(Records from a dataset)
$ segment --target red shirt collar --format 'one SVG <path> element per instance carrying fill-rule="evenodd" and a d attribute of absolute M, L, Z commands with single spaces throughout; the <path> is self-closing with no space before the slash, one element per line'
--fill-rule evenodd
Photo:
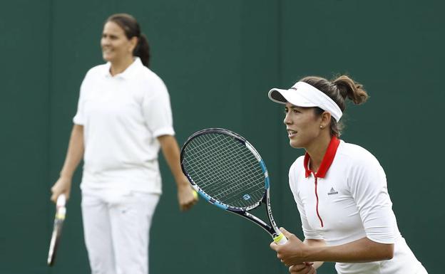
<path fill-rule="evenodd" d="M 340 140 L 335 136 L 333 136 L 331 138 L 331 142 L 329 142 L 329 144 L 327 146 L 327 149 L 326 150 L 326 153 L 323 157 L 323 160 L 322 161 L 322 164 L 320 164 L 318 168 L 318 171 L 317 173 L 314 173 L 314 176 L 318 178 L 324 178 L 326 176 L 326 172 L 329 169 L 329 167 L 332 164 L 334 161 L 334 158 L 335 157 L 335 154 L 337 153 L 337 149 L 338 146 L 340 144 Z M 305 165 L 305 169 L 306 170 L 306 178 L 309 177 L 312 171 L 309 169 L 309 160 L 310 159 L 310 157 L 309 154 L 306 152 L 305 154 L 305 161 L 303 162 L 303 164 Z"/>

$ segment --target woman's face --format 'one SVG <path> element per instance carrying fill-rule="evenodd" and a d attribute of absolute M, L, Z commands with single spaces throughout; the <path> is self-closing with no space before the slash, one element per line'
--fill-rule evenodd
<path fill-rule="evenodd" d="M 285 125 L 289 143 L 295 148 L 307 148 L 320 135 L 322 117 L 312 107 L 300 107 L 287 102 Z"/>
<path fill-rule="evenodd" d="M 133 58 L 135 39 L 135 37 L 128 39 L 123 29 L 117 23 L 113 21 L 106 22 L 103 26 L 101 39 L 103 60 L 116 63 Z"/>

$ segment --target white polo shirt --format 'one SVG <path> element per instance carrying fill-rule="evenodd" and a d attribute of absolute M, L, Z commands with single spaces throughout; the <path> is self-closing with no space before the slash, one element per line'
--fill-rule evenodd
<path fill-rule="evenodd" d="M 394 243 L 392 260 L 337 263 L 339 273 L 416 273 L 423 269 L 401 237 L 388 194 L 385 173 L 364 148 L 332 137 L 314 173 L 306 154 L 289 172 L 305 237 L 339 246 L 364 237 Z"/>
<path fill-rule="evenodd" d="M 156 137 L 173 135 L 167 88 L 138 58 L 112 76 L 109 63 L 88 70 L 75 124 L 83 125 L 81 187 L 161 193 Z"/>

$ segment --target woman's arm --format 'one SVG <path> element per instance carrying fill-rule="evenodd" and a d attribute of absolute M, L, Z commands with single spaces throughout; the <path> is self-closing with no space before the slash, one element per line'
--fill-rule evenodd
<path fill-rule="evenodd" d="M 282 246 L 270 245 L 277 257 L 286 265 L 302 262 L 329 261 L 364 263 L 389 260 L 394 255 L 394 244 L 379 243 L 364 237 L 351 243 L 334 246 L 310 246 L 284 228 L 288 242 Z"/>
<path fill-rule="evenodd" d="M 190 209 L 198 201 L 193 195 L 187 177 L 183 174 L 180 164 L 179 147 L 176 139 L 172 135 L 162 135 L 158 137 L 163 154 L 170 167 L 178 188 L 178 201 L 180 210 Z"/>
<path fill-rule="evenodd" d="M 60 177 L 51 187 L 51 201 L 56 202 L 57 197 L 65 194 L 69 198 L 71 189 L 71 180 L 76 169 L 83 157 L 83 126 L 74 125 L 71 130 L 68 152 L 65 162 L 60 173 Z"/>
<path fill-rule="evenodd" d="M 303 241 L 305 244 L 311 247 L 320 247 L 320 246 L 326 246 L 326 243 L 324 240 L 317 240 L 317 239 L 305 239 Z M 314 262 L 314 268 L 315 269 L 322 266 L 322 265 L 324 263 L 324 261 L 316 261 Z"/>

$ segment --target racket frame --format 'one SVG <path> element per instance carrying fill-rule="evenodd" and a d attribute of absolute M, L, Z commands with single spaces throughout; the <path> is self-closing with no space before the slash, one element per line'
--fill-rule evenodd
<path fill-rule="evenodd" d="M 51 233 L 49 250 L 48 251 L 48 259 L 46 260 L 46 263 L 49 266 L 53 266 L 56 260 L 56 254 L 60 243 L 62 227 L 63 226 L 63 221 L 66 214 L 66 197 L 65 194 L 59 195 L 56 203 L 56 216 L 54 217 L 53 233 Z"/>

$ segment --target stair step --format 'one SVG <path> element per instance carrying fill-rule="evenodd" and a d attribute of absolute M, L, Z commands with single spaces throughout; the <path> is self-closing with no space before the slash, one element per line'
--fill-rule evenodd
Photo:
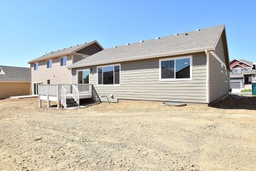
<path fill-rule="evenodd" d="M 68 98 L 68 99 L 66 99 L 66 101 L 74 101 L 75 100 L 75 99 L 74 99 L 74 98 Z"/>
<path fill-rule="evenodd" d="M 73 100 L 73 101 L 67 101 L 66 103 L 67 103 L 67 104 L 74 104 L 74 103 L 76 103 L 76 101 L 75 101 L 75 100 Z"/>
<path fill-rule="evenodd" d="M 67 104 L 67 108 L 70 108 L 70 107 L 75 107 L 75 106 L 78 106 L 78 104 L 77 104 L 77 103 L 73 103 L 73 104 Z"/>

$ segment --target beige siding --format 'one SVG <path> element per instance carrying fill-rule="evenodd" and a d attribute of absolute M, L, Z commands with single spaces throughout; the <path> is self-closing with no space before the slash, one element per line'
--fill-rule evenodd
<path fill-rule="evenodd" d="M 193 80 L 159 81 L 159 58 L 123 62 L 121 63 L 120 86 L 97 85 L 97 66 L 92 69 L 92 83 L 102 101 L 112 102 L 118 99 L 206 102 L 206 67 L 204 53 L 193 54 Z M 78 68 L 81 70 L 82 68 Z M 76 83 L 76 70 L 72 69 L 72 83 Z M 111 99 L 111 94 L 113 98 Z"/>
<path fill-rule="evenodd" d="M 83 56 L 87 57 L 87 56 L 89 56 L 89 55 L 77 55 L 77 54 L 74 54 L 73 55 L 73 63 L 82 60 L 83 59 Z"/>
<path fill-rule="evenodd" d="M 29 95 L 30 83 L 0 83 L 0 99 L 10 96 Z"/>
<path fill-rule="evenodd" d="M 212 102 L 229 93 L 229 74 L 227 74 L 227 80 L 225 82 L 225 69 L 222 73 L 221 63 L 210 54 L 209 65 L 210 102 Z"/>
<path fill-rule="evenodd" d="M 70 84 L 71 71 L 67 66 L 72 64 L 72 56 L 67 56 L 67 66 L 60 66 L 60 58 L 52 59 L 52 67 L 47 68 L 46 60 L 38 62 L 38 70 L 34 70 L 34 64 L 31 64 L 31 91 L 34 93 L 34 83 L 47 83 L 50 79 L 51 84 Z"/>
<path fill-rule="evenodd" d="M 223 44 L 222 36 L 221 36 L 216 46 L 215 52 L 219 56 L 221 60 L 226 63 L 226 60 L 224 52 L 224 46 Z"/>

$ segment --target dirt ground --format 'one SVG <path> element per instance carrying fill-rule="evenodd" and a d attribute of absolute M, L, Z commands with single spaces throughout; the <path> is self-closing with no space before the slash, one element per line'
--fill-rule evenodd
<path fill-rule="evenodd" d="M 72 111 L 0 100 L 0 170 L 256 170 L 255 110 L 256 97 Z"/>

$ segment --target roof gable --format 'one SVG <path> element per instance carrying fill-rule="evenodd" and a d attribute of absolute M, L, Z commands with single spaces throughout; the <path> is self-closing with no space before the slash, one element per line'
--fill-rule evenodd
<path fill-rule="evenodd" d="M 105 49 L 69 68 L 214 50 L 225 26 L 219 26 Z M 227 47 L 227 46 L 226 46 Z M 226 55 L 228 56 L 228 52 Z M 229 63 L 229 59 L 227 59 Z"/>
<path fill-rule="evenodd" d="M 57 50 L 56 51 L 52 51 L 38 58 L 33 59 L 29 62 L 28 63 L 32 63 L 42 60 L 52 59 L 56 57 L 65 56 L 70 54 L 76 53 L 77 51 L 81 50 L 83 48 L 87 48 L 90 46 L 90 45 L 92 45 L 92 44 L 94 43 L 97 44 L 98 47 L 99 47 L 99 48 L 101 48 L 102 50 L 104 49 L 103 47 L 96 40 L 94 40 L 88 43 L 85 43 L 84 44 L 78 44 L 74 46 L 70 46 L 70 47 L 68 48 L 64 48 L 63 50 Z"/>
<path fill-rule="evenodd" d="M 30 68 L 1 66 L 5 74 L 0 75 L 0 82 L 29 82 L 30 81 Z"/>

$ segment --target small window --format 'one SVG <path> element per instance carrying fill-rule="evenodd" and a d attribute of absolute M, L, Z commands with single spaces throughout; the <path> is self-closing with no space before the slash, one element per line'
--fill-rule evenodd
<path fill-rule="evenodd" d="M 226 71 L 225 74 L 226 74 L 226 75 L 225 76 L 225 82 L 226 82 L 227 80 L 227 71 Z"/>
<path fill-rule="evenodd" d="M 190 80 L 192 58 L 160 60 L 160 80 Z"/>
<path fill-rule="evenodd" d="M 99 85 L 120 85 L 120 65 L 97 68 Z"/>
<path fill-rule="evenodd" d="M 60 58 L 60 66 L 67 66 L 67 56 Z"/>
<path fill-rule="evenodd" d="M 38 70 L 38 62 L 34 64 L 34 70 Z"/>
<path fill-rule="evenodd" d="M 240 73 L 241 73 L 241 68 L 234 68 L 233 71 L 234 71 L 234 74 L 240 74 Z"/>
<path fill-rule="evenodd" d="M 47 61 L 46 61 L 46 66 L 47 68 L 51 68 L 51 64 L 52 63 L 52 60 L 48 60 Z"/>

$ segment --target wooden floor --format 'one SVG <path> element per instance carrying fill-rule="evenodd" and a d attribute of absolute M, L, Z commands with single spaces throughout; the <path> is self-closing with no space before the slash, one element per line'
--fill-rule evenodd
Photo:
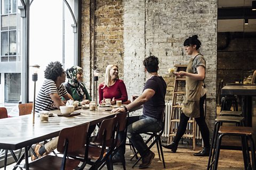
<path fill-rule="evenodd" d="M 157 151 L 155 147 L 152 151 L 155 152 L 156 156 L 152 162 L 151 165 L 147 169 L 206 169 L 208 157 L 193 156 L 194 152 L 200 150 L 202 148 L 197 147 L 196 150 L 193 151 L 191 148 L 186 148 L 185 147 L 179 146 L 177 152 L 175 154 L 172 153 L 169 149 L 163 148 L 166 168 L 163 168 L 162 162 L 159 160 Z M 130 160 L 132 155 L 131 151 L 130 149 L 127 148 L 125 154 L 126 169 L 132 169 L 131 167 L 135 160 Z M 138 165 L 133 169 L 139 169 Z M 90 165 L 86 166 L 85 169 L 89 169 L 90 167 Z M 10 165 L 8 166 L 7 170 L 12 169 L 13 167 L 13 165 Z M 115 170 L 121 170 L 123 169 L 123 167 L 122 165 L 115 165 L 114 169 Z M 244 169 L 242 151 L 221 150 L 218 169 L 220 170 Z M 2 170 L 4 168 L 2 168 L 0 169 Z M 102 169 L 107 169 L 107 168 L 105 167 Z"/>

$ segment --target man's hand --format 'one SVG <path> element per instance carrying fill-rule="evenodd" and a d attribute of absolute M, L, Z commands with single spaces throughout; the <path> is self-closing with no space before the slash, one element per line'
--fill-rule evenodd
<path fill-rule="evenodd" d="M 113 109 L 111 113 L 117 113 L 117 112 L 125 112 L 125 109 L 124 107 L 118 107 Z"/>
<path fill-rule="evenodd" d="M 116 100 L 115 100 L 115 97 L 113 97 L 112 101 L 110 101 L 110 104 L 115 105 L 116 104 Z"/>
<path fill-rule="evenodd" d="M 90 100 L 84 100 L 80 102 L 81 105 L 85 105 L 85 104 L 89 104 L 90 103 Z"/>

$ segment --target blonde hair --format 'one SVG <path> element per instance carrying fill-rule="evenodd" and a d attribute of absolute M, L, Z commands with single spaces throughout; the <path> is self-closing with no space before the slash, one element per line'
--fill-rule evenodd
<path fill-rule="evenodd" d="M 101 88 L 102 89 L 104 89 L 104 88 L 107 86 L 107 87 L 109 87 L 110 86 L 110 82 L 111 80 L 111 76 L 110 76 L 110 70 L 114 66 L 116 66 L 118 69 L 118 66 L 117 65 L 114 64 L 110 64 L 108 65 L 107 67 L 106 68 L 106 72 L 105 72 L 105 80 L 104 81 L 104 86 Z M 117 75 L 116 79 L 119 79 L 119 76 Z"/>

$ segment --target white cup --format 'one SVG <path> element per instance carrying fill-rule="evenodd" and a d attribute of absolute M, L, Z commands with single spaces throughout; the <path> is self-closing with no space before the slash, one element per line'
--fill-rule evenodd
<path fill-rule="evenodd" d="M 121 107 L 122 106 L 122 100 L 116 100 L 116 106 Z"/>
<path fill-rule="evenodd" d="M 110 103 L 111 99 L 105 99 L 106 103 L 109 104 Z"/>
<path fill-rule="evenodd" d="M 45 114 L 43 113 L 40 114 L 40 121 L 48 121 L 48 118 L 49 117 L 49 114 Z"/>

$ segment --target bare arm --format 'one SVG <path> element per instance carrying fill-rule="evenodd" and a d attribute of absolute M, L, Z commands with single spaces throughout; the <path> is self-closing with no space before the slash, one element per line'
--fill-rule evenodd
<path fill-rule="evenodd" d="M 53 102 L 54 103 L 54 104 L 56 105 L 56 107 L 57 107 L 58 109 L 60 109 L 60 106 L 65 105 L 65 104 L 64 103 L 64 102 L 61 101 L 61 99 L 60 98 L 60 96 L 59 96 L 58 94 L 50 94 L 50 97 L 51 97 L 52 100 L 53 101 Z"/>
<path fill-rule="evenodd" d="M 139 96 L 135 100 L 126 106 L 127 109 L 131 110 L 132 108 L 140 106 L 148 101 L 154 95 L 155 91 L 151 89 L 144 90 L 141 96 Z M 112 110 L 111 112 L 125 112 L 124 108 L 117 108 Z"/>
<path fill-rule="evenodd" d="M 203 66 L 196 68 L 197 74 L 189 73 L 185 71 L 179 71 L 177 74 L 178 77 L 187 76 L 196 80 L 203 80 L 205 77 L 205 69 Z"/>

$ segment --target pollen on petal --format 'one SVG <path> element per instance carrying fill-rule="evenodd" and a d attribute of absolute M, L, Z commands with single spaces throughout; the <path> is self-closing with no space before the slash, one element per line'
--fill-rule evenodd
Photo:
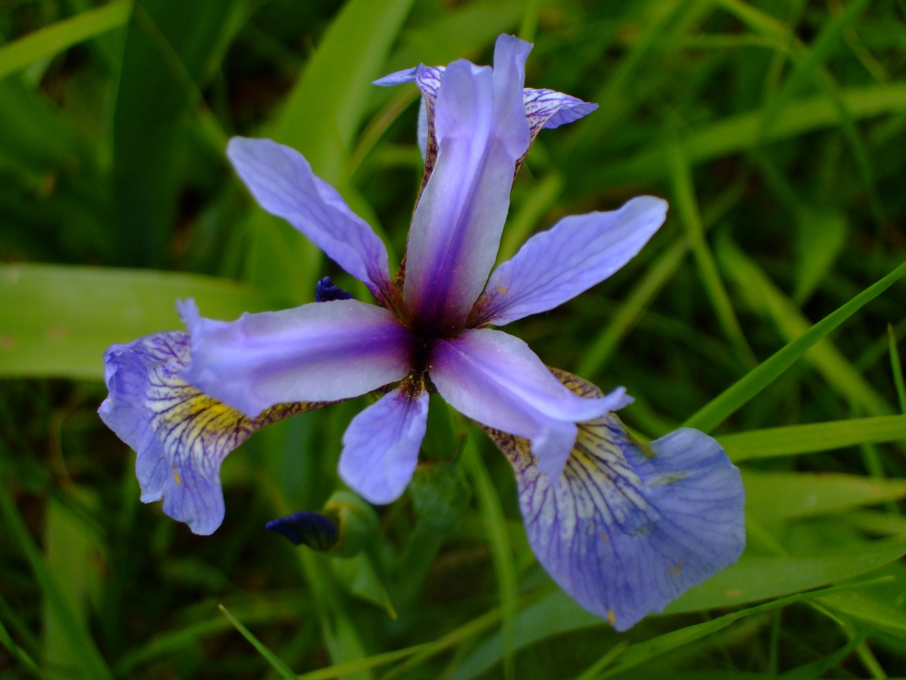
<path fill-rule="evenodd" d="M 224 518 L 226 455 L 261 427 L 321 404 L 279 404 L 247 418 L 183 380 L 188 361 L 187 333 L 113 345 L 104 355 L 110 393 L 98 413 L 138 453 L 141 500 L 163 499 L 166 514 L 210 534 Z"/>

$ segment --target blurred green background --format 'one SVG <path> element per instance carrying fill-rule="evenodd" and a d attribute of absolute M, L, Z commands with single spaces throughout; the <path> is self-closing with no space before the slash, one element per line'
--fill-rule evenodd
<path fill-rule="evenodd" d="M 526 84 L 601 105 L 535 143 L 501 259 L 564 215 L 671 206 L 513 332 L 744 469 L 743 559 L 622 635 L 550 581 L 505 460 L 442 406 L 439 462 L 351 559 L 263 526 L 341 487 L 365 402 L 234 453 L 212 537 L 139 502 L 95 413 L 103 350 L 179 328 L 178 297 L 230 319 L 329 274 L 367 298 L 253 205 L 231 135 L 302 151 L 394 261 L 417 91 L 370 82 L 487 63 L 501 32 L 535 44 Z M 5 0 L 0 37 L 0 677 L 906 676 L 902 0 Z"/>

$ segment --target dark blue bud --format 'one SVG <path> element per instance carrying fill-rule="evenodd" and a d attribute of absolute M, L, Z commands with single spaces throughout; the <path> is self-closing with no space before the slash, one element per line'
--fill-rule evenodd
<path fill-rule="evenodd" d="M 318 281 L 318 285 L 314 287 L 315 302 L 333 302 L 333 300 L 352 299 L 352 296 L 341 288 L 339 286 L 334 286 L 333 282 L 331 281 L 330 277 L 324 277 L 322 278 Z"/>
<path fill-rule="evenodd" d="M 321 552 L 330 550 L 339 539 L 336 525 L 317 512 L 294 512 L 272 520 L 265 525 L 265 529 L 276 531 L 293 545 L 306 545 Z"/>

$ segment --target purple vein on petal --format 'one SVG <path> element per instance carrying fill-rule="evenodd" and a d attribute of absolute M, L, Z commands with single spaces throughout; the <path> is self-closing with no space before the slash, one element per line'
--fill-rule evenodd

> **To be done**: Could you turn the records into a two-column CSV with columns named input and output, with one row per record and each value in a single quoted field, with line breaks changed to spaces? Begin at the line that has "segment --target racket" and stop after the line that has "67 104 L 67", and leave the pictures out.

> **Response to this task**:
input,output
"$ segment --target racket frame --format 'one SVG <path> element per instance carrying fill-rule=""evenodd"" and a d attribute of absolute M, L, Z commands with single spaces throughout; the <path> is self-closing with no space before the slash, one element per line' --fill-rule evenodd","<path fill-rule=""evenodd"" d=""M 51 233 L 49 250 L 48 251 L 48 259 L 46 260 L 46 263 L 49 266 L 53 266 L 56 260 L 56 254 L 60 243 L 62 227 L 63 226 L 63 221 L 66 214 L 66 197 L 65 194 L 59 195 L 56 203 L 56 216 L 54 217 L 53 233 Z""/>"
"$ segment --target stair step --format 'one SVG <path> element per instance carrying fill-rule=""evenodd"" and a d attribute of absolute M, L, Z commands with single spaces throughout; the <path> is self-closing with no space before the slash, one element per line' --fill-rule evenodd Photo:","<path fill-rule=""evenodd"" d=""M 68 98 L 68 99 L 66 99 L 66 101 L 74 101 L 75 100 L 75 99 L 74 99 L 74 98 Z""/> <path fill-rule=""evenodd"" d=""M 73 100 L 73 101 L 67 101 L 66 103 L 67 103 L 67 104 L 74 104 L 74 103 L 76 103 L 76 101 L 75 101 L 75 100 Z""/> <path fill-rule=""evenodd"" d=""M 67 104 L 67 108 L 70 108 L 70 107 L 75 107 L 75 106 L 78 106 L 78 104 L 77 104 L 77 103 L 73 103 L 73 104 Z""/>"